━━━ TEXT SECTION ━━━

TITLE TO PROPERTY

A trust is where a trustee holds the title to property on trust for one or more beneficiaries. The trustees are under a duty to administer the trust property on behalf of the beneficiaries and to distribute the property accordingly to the beneficial interests laid down by the settlor. Where the trust is a discretionary one, the trustees are under a duty to consider which beneficiary(s) should receive the trust property.

In order to validate whether a trust has been created, Lord Langdale MR formulated a test known as the three certainties, the test specified the following conditions must be satisfied for a valid trust to come into existence:

  1. Intention to create a trust;
  2. Certainty of subject matter;
  3. Certainty of objects or beneficiaries.

An express private trust can be created either by ‘inter vivos’ or by will. An inter vivos trust is created by a settlor and takes effect during their lifetime. A trust created by will is created by a testator and takes effect on the death of the testator, also known as a testimonial trust.

There are a number of requirements for the valid creation of an express private trust, these are:

  1. Capacity
  2. Formality
  3. Certainty
  4. And constitution of trusts

A will must be subject to s9 of the Wills Act 1837 in order to be executed. If this is not the case then Aishas’s will may be void. An inter vivos trust is created during a person’s lifetime to save money on taxes or set up long term property management.

━━━

STATED PROBLEM:
Copy the passage on trusts word for word, starting at "A trust is where" and ending at "the trust property.".

━━━ EXCERPTED DATA ━━━

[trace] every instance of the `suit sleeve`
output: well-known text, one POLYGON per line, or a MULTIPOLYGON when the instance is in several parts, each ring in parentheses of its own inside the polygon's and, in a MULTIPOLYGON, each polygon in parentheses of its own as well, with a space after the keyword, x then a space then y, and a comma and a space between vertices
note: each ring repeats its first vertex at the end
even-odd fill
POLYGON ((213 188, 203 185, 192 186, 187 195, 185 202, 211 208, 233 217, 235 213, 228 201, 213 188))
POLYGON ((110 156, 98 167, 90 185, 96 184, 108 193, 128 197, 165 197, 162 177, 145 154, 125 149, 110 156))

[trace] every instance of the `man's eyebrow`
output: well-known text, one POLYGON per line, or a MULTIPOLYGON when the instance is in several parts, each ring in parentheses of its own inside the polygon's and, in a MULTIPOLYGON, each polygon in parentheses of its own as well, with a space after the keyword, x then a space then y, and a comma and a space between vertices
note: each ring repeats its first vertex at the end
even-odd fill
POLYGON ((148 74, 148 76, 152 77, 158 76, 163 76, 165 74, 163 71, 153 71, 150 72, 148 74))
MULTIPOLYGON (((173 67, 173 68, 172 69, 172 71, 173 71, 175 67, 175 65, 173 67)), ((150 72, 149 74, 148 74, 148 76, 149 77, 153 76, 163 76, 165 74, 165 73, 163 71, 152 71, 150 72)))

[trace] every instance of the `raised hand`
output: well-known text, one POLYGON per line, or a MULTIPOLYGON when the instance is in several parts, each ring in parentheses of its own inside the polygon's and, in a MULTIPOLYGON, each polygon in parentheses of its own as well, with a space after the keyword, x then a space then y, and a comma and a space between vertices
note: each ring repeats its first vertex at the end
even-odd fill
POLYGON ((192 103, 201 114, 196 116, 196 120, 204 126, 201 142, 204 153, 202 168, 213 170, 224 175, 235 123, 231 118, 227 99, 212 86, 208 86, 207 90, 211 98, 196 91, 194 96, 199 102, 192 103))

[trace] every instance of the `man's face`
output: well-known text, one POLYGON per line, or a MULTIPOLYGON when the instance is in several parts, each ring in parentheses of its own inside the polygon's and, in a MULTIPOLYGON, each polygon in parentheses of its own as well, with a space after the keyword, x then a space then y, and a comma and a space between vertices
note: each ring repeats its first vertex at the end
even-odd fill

━━━

TASK OUTPUT:
A trust is where a trustee holds the title to property on trust for one or more beneficiaries. The trustees are under a duty to administer the trust property on behalf of the beneficiaries and to distribute the property accordingly to the beneficial interests laid down by the settlor. Where the trust is a discretionary one, the trustees are under a duty to consider which beneficiary(s) should receive the trust property.